#### [Texte fourni]
Disparus

Depuis janvier 2014, la situation sécuritaire dans l’Extrême Nord du Cameroun s’est sévèrement détériorée avec de multiples attaques du groupe armé Boko Haram. Selon Amnesty International, de juillet 2015 à juillet 2016, Boko Haram a perpétré au moins 200 attentats dans la région de l’Extrême-Nord, au cours desquels près de 500 personnes ont été tuées.

Pour lutter contre les incursions récurrentes de Boko Haram, le gouvernement du Cameroun a considérablement renforcé sa présence militaire dans l’Extrême-Nord. Les forces de sécurité y jouent ainsi un rôle important en assurant la sécurité des populations.

Pourtant, ces populations ont payé un lourd tribut dans les opérations militaires contre Boko Haram : en effet, la réaction brutale des forces de sécurité a occasionné de nombreuses violations des droits humains contre les populations qu’elles sont censées protéger.

C’est ainsi que le 27 décembre 2014, une opération de ratissage conjointe menée par l’armée, la gendarmerie et la police, a tourné au désastre pour les habitants de Magdeme et Doublé, deux villages de l’Extrême Nord. Ce jour-là, ces villages ont été mis à sac par les forces de sécurité : au moins huit personnes y ont perdu la vie et plus de 130 garçons et hommes ont été emmenés de force sans jamais réapparaître. Les autorités ont seulement déclaré quelques mois plus tard que 25 personnes parmi celles arrêtées ce jour-là avaient perdu la vie dans des cellules de fortune de la gendarmerie de Maroua, chef-lieu de la région de l’Extrême Nord du Cameroun. Ni leur identité, ni la cause de leur décès n’ont été communiquées.

Aujourd’hui, les familles de ceux qu’on appelle désormais «les disparus de Magdeme et Doublé» continuent de demander que le sort de leurs parents disparus et l’identité des personnes décédées en détention soient révélés par les autorités camerounaises. Un premier pas avant d’essayer d’obtenir justice un jour.

Comment raconter l’histoire de ces personnes disparues tout en préservant l’anonymat de leurs proches qui ont accepté de témoigner pour éviter d’éventuelles représailles à leur égard? Cela sans pouvoir montrer leur environnement, inaccessible aux étrangers. C’est le défi que l’artiste et photographe Vincent Tremeau a relevé lorsqu’il a rencontré avec Amnesty International les habitants des villages de Magdeme et Doublé.

#### [Exercice court 1]
Reproduis à l'identique les lignes de la liste ci-dessous, de celle qui contient « [spot] the mooring » jusqu'à la dernière ligne de la liste incluse.

#### [Liste]

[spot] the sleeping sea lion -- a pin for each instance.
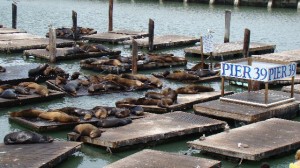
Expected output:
(113, 122)
(59, 117)
(26, 137)
(28, 113)
(87, 130)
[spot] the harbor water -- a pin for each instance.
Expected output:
(275, 26)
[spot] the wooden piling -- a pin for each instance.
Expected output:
(227, 26)
(110, 13)
(14, 15)
(134, 56)
(52, 44)
(246, 43)
(74, 19)
(151, 34)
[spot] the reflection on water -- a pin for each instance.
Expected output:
(276, 26)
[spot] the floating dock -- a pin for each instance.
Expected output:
(151, 158)
(249, 107)
(154, 129)
(29, 99)
(115, 36)
(42, 155)
(14, 40)
(232, 49)
(166, 41)
(184, 101)
(67, 54)
(263, 139)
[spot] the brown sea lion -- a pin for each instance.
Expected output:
(28, 113)
(128, 100)
(87, 130)
(101, 113)
(59, 117)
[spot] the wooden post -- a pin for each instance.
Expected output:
(246, 43)
(110, 15)
(227, 26)
(292, 87)
(222, 85)
(151, 34)
(266, 92)
(52, 44)
(14, 16)
(74, 19)
(134, 56)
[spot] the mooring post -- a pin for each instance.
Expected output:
(151, 34)
(52, 44)
(110, 15)
(246, 43)
(74, 19)
(14, 16)
(134, 56)
(227, 26)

#### [Exercice court 2]
Renvoie, sans rien y changer, le passage du texte sur les disparus de Magdeme et Doublé qui va de « C’est ainsi que » jusqu'à « n’ont été communiquées. » inclus.

#### [Corrigé 1]
[spot] the mooring post -- a pin for each instance.
Expected output:
(151, 34)
(52, 44)
(110, 15)
(246, 43)
(74, 19)
(14, 16)
(134, 56)
(227, 26)

#### [Corrigé 2]
C’est ainsi que le 27 décembre 2014, une opération de ratissage conjointe menée par l’armée, la gendarmerie et la police, a tourné au désastre pour les habitants de Magdeme et Doublé, deux villages de l’Extrême Nord. Ce jour-là, ces villages ont été mis à sac par les forces de sécurité : au moins huit personnes y ont perdu la vie et plus de 130 garçons et hommes ont été emmenés de force sans jamais réapparaître. Les autorités ont seulement déclaré quelques mois plus tard que 25 personnes parmi celles arrêtées ce jour-là avaient perdu la vie dans des cellules de fortune de la gendarmerie de Maroua, chef-lieu de la région de l’Extrême Nord du Cameroun. Ni leur identité, ni la cause de leur décès n’ont été communiquées.